**Brano proposto:**
━━━━━━━━━━━━━━━━━━━━━━━━━━━━━━

Il ricorso
al pensiero noetico – cioè a strumenti della nostra mente non strettamente
logico-scientifici (epistemici) – è presente in diverse opere di Agostino e, in
particolar modo, nel De
Trinitate: nelle prime pagine di quest’opera egli sottolinea l’importanza
della preparazione spirituale, che è fatta di meditazione, umiltà, amore per la
verità, e che costituisce la precondizione indispensabile per affrontare un
argomento di grande difficoltà come quello della Trinità di Dio.
Particolarmente interessante è la parte dell’opera in cui Agostino, spinto
dalla convinzione che lo spirito umano sia stato fatto “ad immagine e
somiglianza di Dio”, ne studia le caratteristiche specifiche.
De Trinitate, X, 17-19
1 Lasciando per il momento da parte le altre
cose che lo spirito riconosce in sé con certezza, consideriamo in modo del
tutto particolare queste tre: la memoria, l’intelligenza, la volontà. È da
questo triplice punto di vista infatti che si è soliti esaminare le doti
naturali dei fanciulli per farsi un’idea del loro temperamento. Quanto piú un
fanciullo ha la memoria tenace e facile, quanto piú la sua intelligenza è
penetrante ed il suo gusto al lavoro ardente, tanto piú ci si dovrà felicitare
delle sue doti naturali. Quando invece si tratta del sapere di un uomo, non si
esamina con quanta tenacia e facilità ricordi, con quanto acume comprenda, ma
che cosa ricordi e che cosa comprenda. E poiché l’uomo non è solo da lodarsi in
base al suo sapere, ma anche alla sua bontà, si deve tener conto non soltanto
di ciò che ricorda e di ciò che comprende, ma anche di che cosa vuole; non
dell’ardore con cui lo vuole, ma anzitutto dell’oggetto e poi dell’energia del
volere. Infatti l’anima che ama con ardore è degna di lode quando ciò che ama
deve essere amato con ardore. Nella prima dunque di queste tre cose: capacità,
dottrina, uso, si considera di che cosa sia capace ciascuno con la sua memoria,
intelligenza, volontà. Nella seconda, la dottrina, si considera che cosa
ciascuno abbia raccolto nella memoria e nell’intelligenza lavorando con amorosa
volontà. La terza cosa, l’uso, è proprio della volontà e consiste nel servirsi
delle cose contenute dentro la memoria e l’intelligenza, sia per riferirle come
mezzi ad altre cose, sia per compiacersi e riposarsi in esse come in un fine
raggiunto. Infatti far uso di una cosa è porla a disposizione della volontà,
fruirne invece è usarne con la gioia non già della speranza, ma del possesso.

━━━━━━━━━━━━━━━━━━━━━━━━━━━━━━

**Consegna 1:**
Estrai dai record riportati qui sotto ogni riga che contiene la stringa "Query".

━━━━━━━━━━━━━━━━━━━━━━━━━━━━━━

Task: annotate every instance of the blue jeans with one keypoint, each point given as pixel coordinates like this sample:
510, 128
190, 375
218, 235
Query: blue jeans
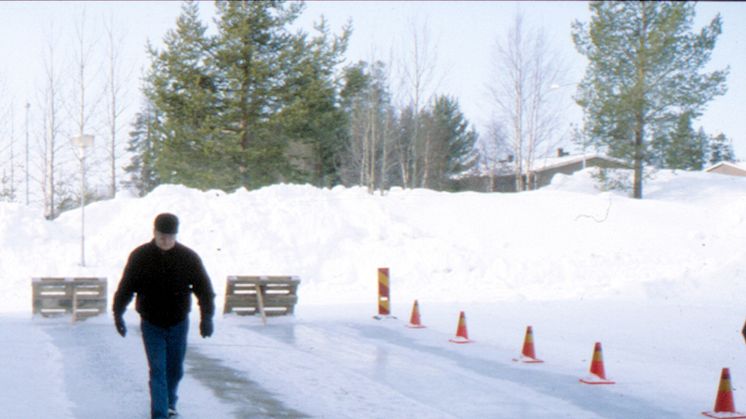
165, 349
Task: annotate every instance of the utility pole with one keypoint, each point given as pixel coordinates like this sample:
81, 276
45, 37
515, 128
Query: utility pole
28, 105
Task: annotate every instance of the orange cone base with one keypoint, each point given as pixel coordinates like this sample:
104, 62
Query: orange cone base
594, 379
527, 360
724, 415
460, 339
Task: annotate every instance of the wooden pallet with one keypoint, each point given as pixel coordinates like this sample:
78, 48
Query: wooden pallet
266, 295
80, 297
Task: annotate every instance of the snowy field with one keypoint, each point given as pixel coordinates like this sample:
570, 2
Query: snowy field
658, 281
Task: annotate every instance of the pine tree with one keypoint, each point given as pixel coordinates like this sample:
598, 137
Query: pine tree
181, 85
721, 149
311, 118
453, 142
686, 149
253, 50
142, 172
645, 69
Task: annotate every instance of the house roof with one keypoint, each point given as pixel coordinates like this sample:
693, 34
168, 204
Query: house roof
548, 163
738, 166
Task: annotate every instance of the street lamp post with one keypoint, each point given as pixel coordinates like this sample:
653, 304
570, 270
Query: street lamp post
83, 142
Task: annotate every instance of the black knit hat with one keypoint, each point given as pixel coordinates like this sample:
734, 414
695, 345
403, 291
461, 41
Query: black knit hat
167, 223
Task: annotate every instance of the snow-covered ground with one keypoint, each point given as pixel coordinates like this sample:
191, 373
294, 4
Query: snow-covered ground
658, 281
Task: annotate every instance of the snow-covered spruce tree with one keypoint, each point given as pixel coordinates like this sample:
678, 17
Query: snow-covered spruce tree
645, 69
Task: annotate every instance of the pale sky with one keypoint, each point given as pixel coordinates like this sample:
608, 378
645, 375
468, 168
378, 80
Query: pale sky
464, 34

━━━━━━━━━━━━━━━━━━━━━━━━━━━━━━

**Consegna 2:**
Rispondi alle seguenti domande sul brano proposto più sopra.
(a) Di che cosa è fatta la preparazione spirituale di cui Agostino sottolinea l'importanza?
(b) Quali sono le tre cose che lo spirito riconosce in sé e che vengono considerate in modo particolare?
(c) In che cosa consiste, secondo il brano, il fruire di una cosa?

**Soluzione 1:**
Query: blue jeans
Query: utility pole
Query: orange cone base
Query: wooden pallet
Query: snowy field
Query: pine tree
Query: house roof
Query: street lamp post
Query: black knit hat
Query: snow-covered ground
Query: snow-covered spruce tree
Query: pale sky

**Soluzione 2:**
(a) Di meditazione, umiltà e amore per la verità.
(b) La memoria, l'intelligenza e la volontà.
(c) Nell'usarne con la gioia non già della speranza, ma del possesso.